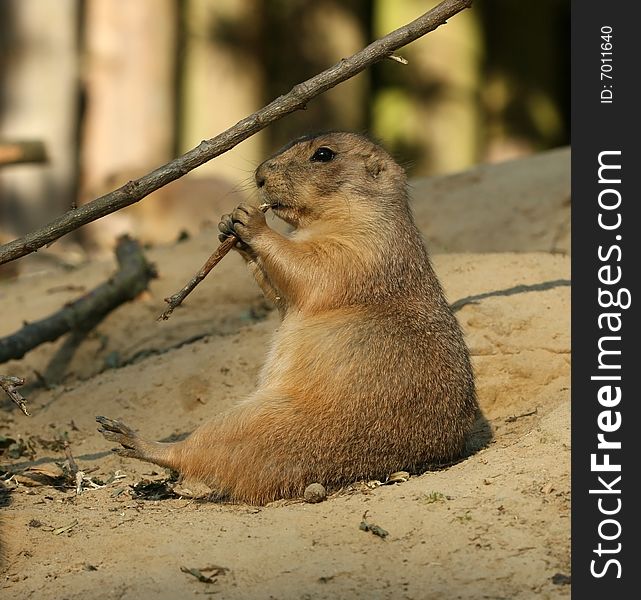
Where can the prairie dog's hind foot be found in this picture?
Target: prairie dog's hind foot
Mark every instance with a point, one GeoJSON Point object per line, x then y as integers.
{"type": "Point", "coordinates": [117, 431]}
{"type": "Point", "coordinates": [133, 446]}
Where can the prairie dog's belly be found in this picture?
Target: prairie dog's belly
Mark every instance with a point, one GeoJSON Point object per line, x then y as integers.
{"type": "Point", "coordinates": [349, 352]}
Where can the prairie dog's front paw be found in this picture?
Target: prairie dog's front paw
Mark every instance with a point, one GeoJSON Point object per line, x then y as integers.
{"type": "Point", "coordinates": [248, 222]}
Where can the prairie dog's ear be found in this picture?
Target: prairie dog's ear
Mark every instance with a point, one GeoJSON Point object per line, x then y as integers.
{"type": "Point", "coordinates": [374, 165]}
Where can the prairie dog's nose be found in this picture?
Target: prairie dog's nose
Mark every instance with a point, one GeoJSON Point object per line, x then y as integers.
{"type": "Point", "coordinates": [262, 172]}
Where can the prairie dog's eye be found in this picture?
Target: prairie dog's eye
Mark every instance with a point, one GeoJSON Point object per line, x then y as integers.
{"type": "Point", "coordinates": [323, 154]}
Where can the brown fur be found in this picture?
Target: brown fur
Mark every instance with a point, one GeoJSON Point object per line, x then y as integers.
{"type": "Point", "coordinates": [368, 373]}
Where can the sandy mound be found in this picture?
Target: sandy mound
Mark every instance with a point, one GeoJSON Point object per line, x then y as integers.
{"type": "Point", "coordinates": [495, 525]}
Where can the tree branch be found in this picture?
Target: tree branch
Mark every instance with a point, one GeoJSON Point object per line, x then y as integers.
{"type": "Point", "coordinates": [9, 384]}
{"type": "Point", "coordinates": [296, 99]}
{"type": "Point", "coordinates": [132, 277]}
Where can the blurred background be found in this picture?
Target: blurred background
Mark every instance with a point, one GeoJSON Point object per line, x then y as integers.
{"type": "Point", "coordinates": [110, 89]}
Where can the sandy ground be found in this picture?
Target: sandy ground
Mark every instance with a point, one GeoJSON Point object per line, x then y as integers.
{"type": "Point", "coordinates": [495, 525]}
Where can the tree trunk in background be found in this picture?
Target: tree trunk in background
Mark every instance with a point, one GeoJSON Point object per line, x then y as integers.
{"type": "Point", "coordinates": [526, 91]}
{"type": "Point", "coordinates": [129, 123]}
{"type": "Point", "coordinates": [428, 111]}
{"type": "Point", "coordinates": [39, 101]}
{"type": "Point", "coordinates": [221, 81]}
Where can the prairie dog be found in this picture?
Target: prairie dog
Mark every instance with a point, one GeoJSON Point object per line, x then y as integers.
{"type": "Point", "coordinates": [368, 373]}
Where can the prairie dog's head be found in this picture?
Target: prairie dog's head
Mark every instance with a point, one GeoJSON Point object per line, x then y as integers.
{"type": "Point", "coordinates": [330, 175]}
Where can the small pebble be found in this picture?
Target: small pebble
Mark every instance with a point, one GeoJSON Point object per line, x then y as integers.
{"type": "Point", "coordinates": [314, 493]}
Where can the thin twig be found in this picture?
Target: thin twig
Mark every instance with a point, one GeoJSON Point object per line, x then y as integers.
{"type": "Point", "coordinates": [9, 385]}
{"type": "Point", "coordinates": [223, 248]}
{"type": "Point", "coordinates": [296, 99]}
{"type": "Point", "coordinates": [131, 279]}
{"type": "Point", "coordinates": [398, 59]}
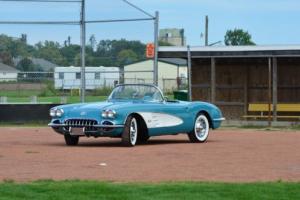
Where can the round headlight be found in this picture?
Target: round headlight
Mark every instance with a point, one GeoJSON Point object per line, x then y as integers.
{"type": "Point", "coordinates": [104, 114]}
{"type": "Point", "coordinates": [52, 113]}
{"type": "Point", "coordinates": [108, 113]}
{"type": "Point", "coordinates": [59, 112]}
{"type": "Point", "coordinates": [111, 114]}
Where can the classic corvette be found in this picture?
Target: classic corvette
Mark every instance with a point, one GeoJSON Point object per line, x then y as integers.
{"type": "Point", "coordinates": [135, 112]}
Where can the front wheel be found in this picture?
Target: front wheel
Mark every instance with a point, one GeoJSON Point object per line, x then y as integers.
{"type": "Point", "coordinates": [130, 132]}
{"type": "Point", "coordinates": [71, 140]}
{"type": "Point", "coordinates": [201, 129]}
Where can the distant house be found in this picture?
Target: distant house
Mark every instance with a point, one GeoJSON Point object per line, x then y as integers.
{"type": "Point", "coordinates": [173, 36]}
{"type": "Point", "coordinates": [8, 73]}
{"type": "Point", "coordinates": [169, 70]}
{"type": "Point", "coordinates": [96, 77]}
{"type": "Point", "coordinates": [44, 64]}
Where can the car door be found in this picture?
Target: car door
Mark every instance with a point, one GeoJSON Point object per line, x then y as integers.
{"type": "Point", "coordinates": [166, 117]}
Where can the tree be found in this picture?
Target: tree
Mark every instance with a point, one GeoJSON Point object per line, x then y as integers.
{"type": "Point", "coordinates": [25, 65]}
{"type": "Point", "coordinates": [6, 58]}
{"type": "Point", "coordinates": [50, 51]}
{"type": "Point", "coordinates": [238, 37]}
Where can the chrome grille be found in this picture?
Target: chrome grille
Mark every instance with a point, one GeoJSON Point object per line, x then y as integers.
{"type": "Point", "coordinates": [80, 122]}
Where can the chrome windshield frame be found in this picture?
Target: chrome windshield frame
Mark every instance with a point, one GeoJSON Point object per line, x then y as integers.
{"type": "Point", "coordinates": [138, 84]}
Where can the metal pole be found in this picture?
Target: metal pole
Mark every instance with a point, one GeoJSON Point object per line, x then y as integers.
{"type": "Point", "coordinates": [155, 63]}
{"type": "Point", "coordinates": [213, 80]}
{"type": "Point", "coordinates": [206, 30]}
{"type": "Point", "coordinates": [275, 79]}
{"type": "Point", "coordinates": [269, 90]}
{"type": "Point", "coordinates": [82, 41]}
{"type": "Point", "coordinates": [189, 72]}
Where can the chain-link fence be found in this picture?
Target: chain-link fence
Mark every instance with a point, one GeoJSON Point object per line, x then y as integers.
{"type": "Point", "coordinates": [64, 86]}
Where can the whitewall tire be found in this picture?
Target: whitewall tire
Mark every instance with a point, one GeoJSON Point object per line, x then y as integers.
{"type": "Point", "coordinates": [130, 132]}
{"type": "Point", "coordinates": [201, 129]}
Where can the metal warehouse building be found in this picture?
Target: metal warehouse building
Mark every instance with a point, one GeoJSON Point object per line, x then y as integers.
{"type": "Point", "coordinates": [242, 80]}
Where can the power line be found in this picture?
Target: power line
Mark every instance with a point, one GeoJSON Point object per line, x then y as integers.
{"type": "Point", "coordinates": [45, 1]}
{"type": "Point", "coordinates": [118, 20]}
{"type": "Point", "coordinates": [138, 8]}
{"type": "Point", "coordinates": [41, 22]}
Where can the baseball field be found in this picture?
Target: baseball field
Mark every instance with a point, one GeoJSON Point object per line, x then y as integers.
{"type": "Point", "coordinates": [232, 164]}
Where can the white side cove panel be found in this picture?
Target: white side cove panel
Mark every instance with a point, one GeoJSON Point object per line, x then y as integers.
{"type": "Point", "coordinates": [159, 120]}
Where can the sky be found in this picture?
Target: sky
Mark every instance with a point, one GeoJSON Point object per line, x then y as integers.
{"type": "Point", "coordinates": [270, 22]}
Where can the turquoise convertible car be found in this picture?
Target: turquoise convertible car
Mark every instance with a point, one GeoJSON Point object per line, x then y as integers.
{"type": "Point", "coordinates": [134, 113]}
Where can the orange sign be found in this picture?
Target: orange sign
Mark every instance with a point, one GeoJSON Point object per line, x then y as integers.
{"type": "Point", "coordinates": [150, 50]}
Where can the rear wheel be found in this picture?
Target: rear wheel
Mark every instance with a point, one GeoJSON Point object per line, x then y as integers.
{"type": "Point", "coordinates": [130, 132]}
{"type": "Point", "coordinates": [201, 129]}
{"type": "Point", "coordinates": [71, 140]}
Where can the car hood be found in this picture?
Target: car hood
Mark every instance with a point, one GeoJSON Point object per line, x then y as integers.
{"type": "Point", "coordinates": [85, 110]}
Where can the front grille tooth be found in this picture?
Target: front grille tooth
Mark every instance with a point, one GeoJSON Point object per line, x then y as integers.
{"type": "Point", "coordinates": [80, 122]}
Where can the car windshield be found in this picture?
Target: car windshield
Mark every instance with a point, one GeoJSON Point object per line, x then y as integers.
{"type": "Point", "coordinates": [136, 92]}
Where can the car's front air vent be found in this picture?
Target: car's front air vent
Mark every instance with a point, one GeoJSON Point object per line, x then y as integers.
{"type": "Point", "coordinates": [80, 122]}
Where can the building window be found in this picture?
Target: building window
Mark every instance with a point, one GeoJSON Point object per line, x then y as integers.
{"type": "Point", "coordinates": [61, 75]}
{"type": "Point", "coordinates": [78, 75]}
{"type": "Point", "coordinates": [168, 35]}
{"type": "Point", "coordinates": [97, 75]}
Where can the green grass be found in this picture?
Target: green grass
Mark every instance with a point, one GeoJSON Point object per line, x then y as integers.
{"type": "Point", "coordinates": [103, 190]}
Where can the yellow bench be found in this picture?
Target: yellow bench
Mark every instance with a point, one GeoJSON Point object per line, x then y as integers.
{"type": "Point", "coordinates": [264, 109]}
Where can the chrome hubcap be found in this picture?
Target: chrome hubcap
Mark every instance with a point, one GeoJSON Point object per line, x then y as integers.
{"type": "Point", "coordinates": [201, 127]}
{"type": "Point", "coordinates": [133, 131]}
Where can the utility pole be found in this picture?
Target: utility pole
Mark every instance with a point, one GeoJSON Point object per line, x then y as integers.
{"type": "Point", "coordinates": [155, 64]}
{"type": "Point", "coordinates": [82, 41]}
{"type": "Point", "coordinates": [206, 30]}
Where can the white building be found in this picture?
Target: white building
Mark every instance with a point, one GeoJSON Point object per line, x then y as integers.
{"type": "Point", "coordinates": [8, 73]}
{"type": "Point", "coordinates": [168, 72]}
{"type": "Point", "coordinates": [96, 77]}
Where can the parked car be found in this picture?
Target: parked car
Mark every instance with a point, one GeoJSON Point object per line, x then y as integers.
{"type": "Point", "coordinates": [135, 112]}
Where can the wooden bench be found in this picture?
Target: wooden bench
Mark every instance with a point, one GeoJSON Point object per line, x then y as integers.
{"type": "Point", "coordinates": [263, 109]}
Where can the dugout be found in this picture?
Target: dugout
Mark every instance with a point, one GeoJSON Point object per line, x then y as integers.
{"type": "Point", "coordinates": [246, 82]}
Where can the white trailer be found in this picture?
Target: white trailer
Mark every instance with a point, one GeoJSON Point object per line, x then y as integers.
{"type": "Point", "coordinates": [96, 77]}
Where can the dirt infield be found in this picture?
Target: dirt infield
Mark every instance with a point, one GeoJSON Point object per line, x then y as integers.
{"type": "Point", "coordinates": [229, 155]}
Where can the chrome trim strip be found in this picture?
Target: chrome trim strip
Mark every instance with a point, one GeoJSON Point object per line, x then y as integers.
{"type": "Point", "coordinates": [219, 119]}
{"type": "Point", "coordinates": [108, 126]}
{"type": "Point", "coordinates": [96, 126]}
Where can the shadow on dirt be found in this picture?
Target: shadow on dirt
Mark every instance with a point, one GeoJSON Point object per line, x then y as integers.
{"type": "Point", "coordinates": [117, 143]}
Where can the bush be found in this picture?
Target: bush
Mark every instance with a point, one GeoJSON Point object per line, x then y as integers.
{"type": "Point", "coordinates": [49, 90]}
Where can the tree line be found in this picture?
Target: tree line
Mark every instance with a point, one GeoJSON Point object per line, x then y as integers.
{"type": "Point", "coordinates": [102, 53]}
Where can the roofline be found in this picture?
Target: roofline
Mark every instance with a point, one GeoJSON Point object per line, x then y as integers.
{"type": "Point", "coordinates": [231, 48]}
{"type": "Point", "coordinates": [231, 51]}
{"type": "Point", "coordinates": [147, 59]}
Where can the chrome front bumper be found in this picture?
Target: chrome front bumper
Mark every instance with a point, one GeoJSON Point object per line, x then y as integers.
{"type": "Point", "coordinates": [219, 119]}
{"type": "Point", "coordinates": [95, 126]}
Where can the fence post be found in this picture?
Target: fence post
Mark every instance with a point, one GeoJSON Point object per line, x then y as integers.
{"type": "Point", "coordinates": [3, 99]}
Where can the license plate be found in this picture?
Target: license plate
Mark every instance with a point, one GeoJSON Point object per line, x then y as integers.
{"type": "Point", "coordinates": [76, 131]}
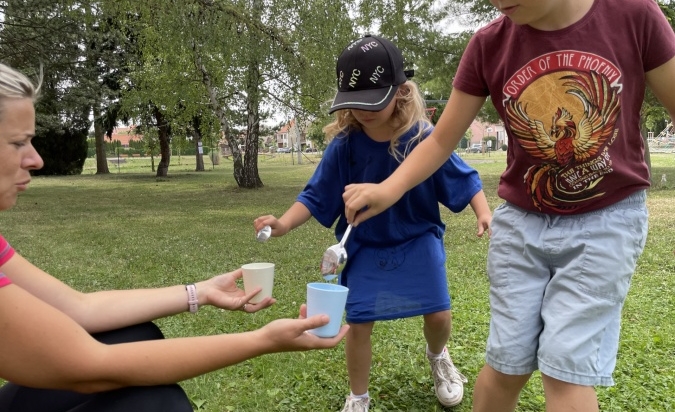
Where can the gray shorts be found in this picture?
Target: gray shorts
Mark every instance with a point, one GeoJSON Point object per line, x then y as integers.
{"type": "Point", "coordinates": [557, 287]}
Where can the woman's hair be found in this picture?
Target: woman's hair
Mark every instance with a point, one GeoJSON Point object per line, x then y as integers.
{"type": "Point", "coordinates": [410, 111]}
{"type": "Point", "coordinates": [14, 85]}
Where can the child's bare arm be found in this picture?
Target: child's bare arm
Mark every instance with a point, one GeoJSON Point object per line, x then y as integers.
{"type": "Point", "coordinates": [483, 214]}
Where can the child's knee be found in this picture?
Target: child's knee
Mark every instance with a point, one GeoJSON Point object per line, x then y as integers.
{"type": "Point", "coordinates": [438, 319]}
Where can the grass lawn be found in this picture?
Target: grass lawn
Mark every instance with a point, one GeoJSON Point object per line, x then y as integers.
{"type": "Point", "coordinates": [129, 229]}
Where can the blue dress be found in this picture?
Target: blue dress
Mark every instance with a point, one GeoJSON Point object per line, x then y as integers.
{"type": "Point", "coordinates": [396, 260]}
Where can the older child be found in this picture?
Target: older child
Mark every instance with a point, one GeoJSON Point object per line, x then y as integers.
{"type": "Point", "coordinates": [568, 78]}
{"type": "Point", "coordinates": [396, 265]}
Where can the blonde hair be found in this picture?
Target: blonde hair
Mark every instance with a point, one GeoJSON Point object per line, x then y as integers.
{"type": "Point", "coordinates": [410, 111]}
{"type": "Point", "coordinates": [15, 85]}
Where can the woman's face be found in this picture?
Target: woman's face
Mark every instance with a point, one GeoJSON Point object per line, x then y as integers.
{"type": "Point", "coordinates": [17, 154]}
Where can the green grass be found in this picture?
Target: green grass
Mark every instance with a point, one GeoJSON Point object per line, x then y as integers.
{"type": "Point", "coordinates": [130, 229]}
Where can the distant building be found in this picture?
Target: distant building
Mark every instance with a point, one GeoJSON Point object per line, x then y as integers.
{"type": "Point", "coordinates": [480, 131]}
{"type": "Point", "coordinates": [291, 135]}
{"type": "Point", "coordinates": [125, 134]}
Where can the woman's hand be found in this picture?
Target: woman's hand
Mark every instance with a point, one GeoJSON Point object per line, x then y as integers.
{"type": "Point", "coordinates": [365, 200]}
{"type": "Point", "coordinates": [222, 291]}
{"type": "Point", "coordinates": [292, 334]}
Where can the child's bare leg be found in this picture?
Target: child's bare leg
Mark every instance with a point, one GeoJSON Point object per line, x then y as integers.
{"type": "Point", "coordinates": [359, 356]}
{"type": "Point", "coordinates": [497, 392]}
{"type": "Point", "coordinates": [437, 327]}
{"type": "Point", "coordinates": [563, 396]}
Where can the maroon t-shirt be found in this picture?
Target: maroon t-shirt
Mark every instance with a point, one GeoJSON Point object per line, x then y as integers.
{"type": "Point", "coordinates": [570, 100]}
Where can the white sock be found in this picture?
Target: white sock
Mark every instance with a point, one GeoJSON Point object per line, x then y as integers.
{"type": "Point", "coordinates": [436, 355]}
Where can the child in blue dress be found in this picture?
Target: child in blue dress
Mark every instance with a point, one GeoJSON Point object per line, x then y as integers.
{"type": "Point", "coordinates": [396, 264]}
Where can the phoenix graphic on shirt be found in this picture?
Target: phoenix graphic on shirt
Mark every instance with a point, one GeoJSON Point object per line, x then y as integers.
{"type": "Point", "coordinates": [566, 119]}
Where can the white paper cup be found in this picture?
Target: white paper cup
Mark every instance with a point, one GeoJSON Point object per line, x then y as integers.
{"type": "Point", "coordinates": [258, 275]}
{"type": "Point", "coordinates": [326, 299]}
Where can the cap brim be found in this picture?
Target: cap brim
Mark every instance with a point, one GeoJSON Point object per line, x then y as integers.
{"type": "Point", "coordinates": [372, 100]}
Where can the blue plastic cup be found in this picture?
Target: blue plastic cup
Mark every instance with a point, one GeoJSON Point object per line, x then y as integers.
{"type": "Point", "coordinates": [326, 299]}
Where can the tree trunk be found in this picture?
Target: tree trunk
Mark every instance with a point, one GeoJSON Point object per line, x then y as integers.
{"type": "Point", "coordinates": [239, 173]}
{"type": "Point", "coordinates": [648, 158]}
{"type": "Point", "coordinates": [99, 141]}
{"type": "Point", "coordinates": [250, 176]}
{"type": "Point", "coordinates": [197, 138]}
{"type": "Point", "coordinates": [164, 143]}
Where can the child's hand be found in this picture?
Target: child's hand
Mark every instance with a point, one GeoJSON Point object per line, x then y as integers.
{"type": "Point", "coordinates": [278, 228]}
{"type": "Point", "coordinates": [483, 223]}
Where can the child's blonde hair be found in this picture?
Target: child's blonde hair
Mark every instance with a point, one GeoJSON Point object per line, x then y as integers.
{"type": "Point", "coordinates": [410, 111]}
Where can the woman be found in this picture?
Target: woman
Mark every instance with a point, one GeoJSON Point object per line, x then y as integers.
{"type": "Point", "coordinates": [83, 356]}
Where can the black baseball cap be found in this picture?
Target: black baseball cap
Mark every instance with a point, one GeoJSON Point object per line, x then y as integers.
{"type": "Point", "coordinates": [369, 72]}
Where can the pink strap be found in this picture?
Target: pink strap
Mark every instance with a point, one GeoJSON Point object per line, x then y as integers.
{"type": "Point", "coordinates": [193, 303]}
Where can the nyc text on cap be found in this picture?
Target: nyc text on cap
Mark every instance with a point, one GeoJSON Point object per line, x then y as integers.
{"type": "Point", "coordinates": [369, 72]}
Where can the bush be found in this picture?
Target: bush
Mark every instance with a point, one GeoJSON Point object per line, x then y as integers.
{"type": "Point", "coordinates": [63, 150]}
+-------+
◆ What needs to be done:
Output only the lines from the one holding "Where can the woman be found in this picture?" through the last line above, exactly as they appear.

◆ Reply to the exercise:
Where can the woman be found in this picture?
Target: woman
Mark every instance with a point, one GeoJSON Point object per line, x then y as integers.
{"type": "Point", "coordinates": [83, 356]}
Where can the black baseball cap be found in this picture?
Target: black baseball cap
Mark every instance with a point, one GeoJSON Point object per line, x then y as integers.
{"type": "Point", "coordinates": [369, 72]}
Where can the pink strap be found in this picture?
Target: pink strap
Mark every instance with a point, one GeoJSON Point object per line, x then y as integers.
{"type": "Point", "coordinates": [193, 303]}
Where can the nyc text on cap be found in this picture?
Target: nyc text on cap
Mark every instance with a point, one GeoJSON Point object per line, x then y as integers.
{"type": "Point", "coordinates": [369, 72]}
Where can the bush be found in this picture?
Target: bush
Mark every instance with a point, one GeoJSON Point object per line, x then y as integers.
{"type": "Point", "coordinates": [63, 150]}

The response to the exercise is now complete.